* Description of the task:
Render every one of the records below as a two-column CSV with the header row request,answer and one row per record. Put each record's text and its answer in their own quoted fields, with any line breaks replaced by spaces.

:::::

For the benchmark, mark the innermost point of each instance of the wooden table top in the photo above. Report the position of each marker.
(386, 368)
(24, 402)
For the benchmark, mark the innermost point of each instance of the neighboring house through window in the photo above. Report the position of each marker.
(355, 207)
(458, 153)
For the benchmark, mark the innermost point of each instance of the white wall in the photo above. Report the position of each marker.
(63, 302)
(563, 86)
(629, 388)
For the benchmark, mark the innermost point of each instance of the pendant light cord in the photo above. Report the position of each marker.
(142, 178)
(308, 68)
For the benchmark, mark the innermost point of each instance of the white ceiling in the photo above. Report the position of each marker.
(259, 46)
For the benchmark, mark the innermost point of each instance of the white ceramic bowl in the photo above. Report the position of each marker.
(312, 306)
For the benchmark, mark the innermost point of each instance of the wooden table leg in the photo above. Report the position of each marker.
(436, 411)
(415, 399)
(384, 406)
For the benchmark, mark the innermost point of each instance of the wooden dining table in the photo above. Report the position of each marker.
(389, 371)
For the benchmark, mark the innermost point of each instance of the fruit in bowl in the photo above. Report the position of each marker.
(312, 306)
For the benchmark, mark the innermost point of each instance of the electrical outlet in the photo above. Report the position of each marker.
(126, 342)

:::::

* Full output:
request,answer
"For the benchmark, mark the innermost point of each instance of the wooden table top in the photo above. Report the position of each marker.","(386, 368) (24, 402)"
"For the benchmark, mark the innermost point of each instance of the neighboring house through window in the photo above. Report the position of each marker.","(355, 207) (458, 153)"
"For the benchmark, mark the innermost point of each instance of the white wall in the photo above. Report the position of each marker.","(63, 302) (563, 86) (629, 388)"
"For the benchmark, mark the innermost point of each instance of the pendant light cord in the photo above. Report the position of each marker.","(142, 178) (308, 68)"
"For the benchmark, mark the innermost point of each instance of the white ceiling in the photo above. Report the position of each marker.","(259, 46)"
"For the benchmark, mark the innermost point of each instance of the white ceramic bowl in the photo above. Report the position of each marker.","(312, 306)"
"For the benchmark, mark the innermost point of each instance of the wooden table leg in the photo above. Report the position of each marker.","(436, 411) (415, 399) (384, 406)"
"For the benchmark, mark the innermost point of each instance of the wooden dining table in the photo above. Report the position of each marker.","(389, 371)"
"For the benchmark, mark the innermost point of each instance of the fruit in bowl in the photo above. Report the position of each marker.","(312, 306)"
"For the benchmark, mark the innermost point of each instance of the electrical outlet in the photo above. Report the position of each marker.","(126, 342)"